::: 読解用抜粋
東京オートサロン2023のSUBARUブースでもひときわ注目を集めていたマシンのひとつが、SUBARU WRX NBR CHALLENGE 2023だったと言えるでしょう。新型WRX S4をベースに、STIが2008年の初挑戦以来15年間のニュルブルクリンク通いの間に培ってきたノウハウの全てを注ぎ込んだマシン。それが、今年5月18日から21日に開催される第51回ADACニュルブルクリンク24時間レースに出場するSUBARU WRX NBR CHALLENGEマシンです。全く新しいニューカーをベースに新しいNBRレースカーを開発した今回は、STI車体技術部の渋谷直樹が、プロジェクトリーダーとして開発計画全体の管理・推進を担当しました。このコラムでは、3回にわたって新型SUBARU WRX NBR CHALLENGEマシンの開発ストーリーを連載でお届けします。
::::::
::: 抽出データ
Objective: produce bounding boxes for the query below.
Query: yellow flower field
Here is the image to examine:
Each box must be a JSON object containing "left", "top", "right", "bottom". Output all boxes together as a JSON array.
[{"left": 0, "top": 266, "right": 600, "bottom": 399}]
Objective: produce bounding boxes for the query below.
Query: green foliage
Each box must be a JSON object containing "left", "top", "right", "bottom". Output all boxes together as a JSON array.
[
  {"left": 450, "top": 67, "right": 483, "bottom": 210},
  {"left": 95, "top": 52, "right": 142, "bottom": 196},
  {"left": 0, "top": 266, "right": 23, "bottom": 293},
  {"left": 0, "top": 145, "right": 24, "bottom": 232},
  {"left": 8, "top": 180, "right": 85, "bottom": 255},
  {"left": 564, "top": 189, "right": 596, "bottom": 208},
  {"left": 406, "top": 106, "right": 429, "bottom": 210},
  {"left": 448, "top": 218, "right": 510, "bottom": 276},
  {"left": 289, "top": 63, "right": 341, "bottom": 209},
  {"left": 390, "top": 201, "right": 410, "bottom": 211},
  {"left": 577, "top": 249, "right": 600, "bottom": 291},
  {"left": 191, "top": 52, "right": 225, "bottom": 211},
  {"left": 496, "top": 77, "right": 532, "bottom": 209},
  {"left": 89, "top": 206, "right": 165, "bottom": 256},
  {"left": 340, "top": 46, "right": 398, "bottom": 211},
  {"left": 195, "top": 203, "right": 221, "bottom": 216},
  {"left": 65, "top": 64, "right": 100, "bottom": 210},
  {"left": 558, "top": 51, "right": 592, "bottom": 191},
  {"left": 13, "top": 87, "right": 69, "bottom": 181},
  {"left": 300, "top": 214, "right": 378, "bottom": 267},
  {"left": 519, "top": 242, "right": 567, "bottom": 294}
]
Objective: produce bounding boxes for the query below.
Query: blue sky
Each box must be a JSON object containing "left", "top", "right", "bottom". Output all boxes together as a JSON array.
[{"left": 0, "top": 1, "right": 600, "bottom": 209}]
::::::
> 作業の指示: 上にある新型SUBARU WRX NBR CHALLENGEマシンの開発についての文章を、その最後の文の後から書き継ぐこと。

> 解答:
優れたSGPプラットフォームの利点を最大限活用

このプロジェクトがスタートしたのは、2020年9月のことです。この年の前半に突然始まったコロナ禍によって世の中の多くの事業活動が停滞することとなり、STIも3連覇を狙っていたこの年のニュルブルクリンク24時間レースへの出場を見送っています。人々は会社に出勤することばかりか、街の中をひとりで歩くのも憚れるような暗澹たる空気の中、次期NBRマシンの開発はスタートすることになったのです。それには、長くチームが親しんできたEJ20型ターボエンジン搭載車の生産がこの年の3月に終了し、早晩次期モータースポーツ用エンジンの開発を検討しなくてはならない次期でした。また、一年後の2021年秋にはVB系新型WRX S4が発表されることになっており、これを機にFA24型エンジンのレース用開発と新型シャシーの開発が同時スタートすることになりました。最初に手をつけたのは、新型エンジン、VA型で実績のあるトランスミッション、同リヤデフ、同リヤサブフレームなどの主要コンポーネントの採用を決め、次にいかにこれらのコンポーネントをバランスよく搭載するかのレイアウト検討が行われました。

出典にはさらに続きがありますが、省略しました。